**Exercício proposto**
Repita integralmente o texto da página, sem mudar nenhuma palavra nem a pontuação.

**Texto da página**

Trabalho durante o dia, e sento-me à braseira ao fim da tarde, para atravessar o serão na companhia dos meus pais, a bordo de conversas simples à volta da camilha.
Se eu fizer uma selfie desses momentos, talvez quem a veja só ouse dar-lhe o pouco valor de “mais uma”, das muitas que eu fui fazendo com eles.
É verdade, mas só porque os sorrisos ainda conseguem ir disfarçando, aqui e ali, a dolorosa crucificação de o meu pai, muitas vezes, já não saber o meu nome ou não se recordar de quem eu sou.
São instantes de sepulcro onde nem um Padre Nosso parece acudir-nos ao peito.
Mas então, e a Páscoa?
O crente tem um compromisso com a ressurreição, e por muito que nos doam os sinais das tardes e serões passados junto à cruz, cumpre-nos olhar a vida que persiste nas manhãs de aleluia que andam por aí dispersas, sem que as vejamos por detrás do veludo opaco e roxo daquilo que dói.

**Itens extraídos**
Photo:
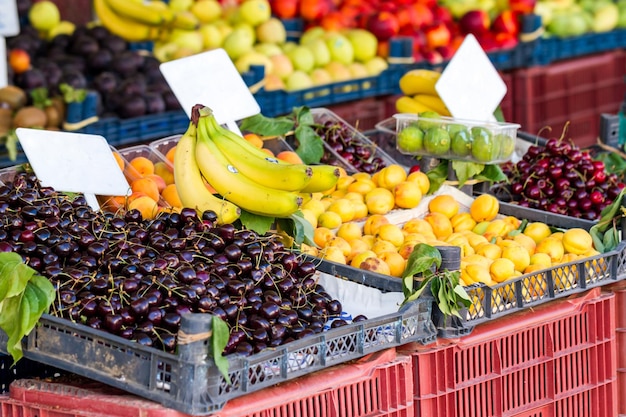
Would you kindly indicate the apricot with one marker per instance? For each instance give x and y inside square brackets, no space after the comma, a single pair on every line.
[142,165]
[147,186]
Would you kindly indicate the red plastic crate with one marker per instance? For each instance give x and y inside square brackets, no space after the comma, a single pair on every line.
[380,384]
[577,91]
[532,363]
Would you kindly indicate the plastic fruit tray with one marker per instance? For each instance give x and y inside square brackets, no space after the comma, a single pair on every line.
[383,381]
[557,361]
[189,382]
[453,138]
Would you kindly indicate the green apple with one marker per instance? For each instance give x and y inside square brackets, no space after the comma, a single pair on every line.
[253,57]
[238,42]
[255,12]
[364,44]
[315,32]
[272,31]
[282,66]
[44,15]
[268,49]
[302,58]
[206,11]
[321,76]
[298,80]
[320,51]
[212,37]
[340,48]
[376,65]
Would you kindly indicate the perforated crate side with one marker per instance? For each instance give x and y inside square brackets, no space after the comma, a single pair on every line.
[522,362]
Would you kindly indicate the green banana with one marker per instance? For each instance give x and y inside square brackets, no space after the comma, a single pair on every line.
[139,12]
[190,184]
[323,179]
[254,163]
[233,185]
[127,29]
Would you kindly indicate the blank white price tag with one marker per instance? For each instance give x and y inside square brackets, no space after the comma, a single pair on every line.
[73,162]
[9,20]
[211,79]
[470,85]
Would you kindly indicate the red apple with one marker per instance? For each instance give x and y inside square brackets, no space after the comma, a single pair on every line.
[505,40]
[506,22]
[475,22]
[441,14]
[437,35]
[284,9]
[383,25]
[432,56]
[315,9]
[522,6]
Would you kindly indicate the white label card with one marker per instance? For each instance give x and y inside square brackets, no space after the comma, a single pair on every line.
[4,73]
[73,162]
[211,79]
[9,20]
[470,85]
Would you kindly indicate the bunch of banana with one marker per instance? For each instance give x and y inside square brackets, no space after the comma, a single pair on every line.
[420,95]
[138,20]
[243,175]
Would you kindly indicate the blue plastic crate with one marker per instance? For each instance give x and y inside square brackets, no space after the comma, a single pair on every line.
[550,49]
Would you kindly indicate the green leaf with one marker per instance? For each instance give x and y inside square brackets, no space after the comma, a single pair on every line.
[310,146]
[303,116]
[11,323]
[14,275]
[304,231]
[219,340]
[466,170]
[267,126]
[258,223]
[492,173]
[421,260]
[437,176]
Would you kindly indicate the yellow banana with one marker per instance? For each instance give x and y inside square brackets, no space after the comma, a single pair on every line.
[419,81]
[190,184]
[127,29]
[323,179]
[184,20]
[406,104]
[139,12]
[236,187]
[434,102]
[254,163]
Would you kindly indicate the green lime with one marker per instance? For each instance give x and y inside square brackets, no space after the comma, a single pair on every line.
[483,145]
[427,119]
[507,145]
[410,139]
[461,143]
[437,141]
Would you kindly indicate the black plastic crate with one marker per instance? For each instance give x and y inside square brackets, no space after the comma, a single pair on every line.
[189,382]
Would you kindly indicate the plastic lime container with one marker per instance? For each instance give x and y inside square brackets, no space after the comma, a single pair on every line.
[451,138]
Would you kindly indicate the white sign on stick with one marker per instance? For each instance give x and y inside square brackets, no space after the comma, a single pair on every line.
[9,19]
[73,162]
[211,79]
[470,85]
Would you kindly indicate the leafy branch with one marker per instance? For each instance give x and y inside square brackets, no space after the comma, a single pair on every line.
[24,297]
[425,262]
[299,122]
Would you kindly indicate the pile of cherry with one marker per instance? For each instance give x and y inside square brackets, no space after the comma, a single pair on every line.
[136,278]
[563,179]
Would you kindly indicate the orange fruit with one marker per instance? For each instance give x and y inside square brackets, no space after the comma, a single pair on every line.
[485,207]
[444,204]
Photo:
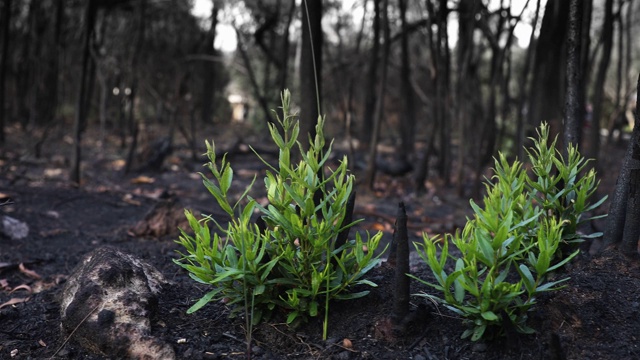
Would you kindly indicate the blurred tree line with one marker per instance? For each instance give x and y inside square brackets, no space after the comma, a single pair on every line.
[444,83]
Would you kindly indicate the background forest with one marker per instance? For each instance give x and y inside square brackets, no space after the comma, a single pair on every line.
[442,84]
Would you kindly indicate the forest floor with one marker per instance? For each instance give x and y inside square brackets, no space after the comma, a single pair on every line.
[594,317]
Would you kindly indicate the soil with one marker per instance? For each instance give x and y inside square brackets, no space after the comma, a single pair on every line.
[595,317]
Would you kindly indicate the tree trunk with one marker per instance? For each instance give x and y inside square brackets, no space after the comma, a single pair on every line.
[135,57]
[310,68]
[401,262]
[548,83]
[467,10]
[408,119]
[79,120]
[598,92]
[370,173]
[252,77]
[209,68]
[572,109]
[6,20]
[525,88]
[622,210]
[284,59]
[370,81]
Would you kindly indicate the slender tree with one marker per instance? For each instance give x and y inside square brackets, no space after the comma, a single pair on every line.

**Resposta completa**
Trabalho durante o dia, e sento-me à braseira ao fim da tarde, para atravessar o serão na companhia dos meus pais, a bordo de conversas simples à volta da camilha.
Se eu fizer uma selfie desses momentos, talvez quem a veja só ouse dar-lhe o pouco valor de “mais uma”, das muitas que eu fui fazendo com eles.
É verdade, mas só porque os sorrisos ainda conseguem ir disfarçando, aqui e ali, a dolorosa crucificação de o meu pai, muitas vezes, já não saber o meu nome ou não se recordar de quem eu sou.
São instantes de sepulcro onde nem um Padre Nosso parece acudir-nos ao peito.
Mas então, e a Páscoa?
O crente tem um compromisso com a ressurreição, e por muito que nos doam os sinais das tardes e serões passados junto à cruz, cumpre-nos olhar a vida que persiste nas manhãs de aleluia que andam por aí dispersas, sem que as vejamos por detrás do veludo opaco e roxo daquilo que dói.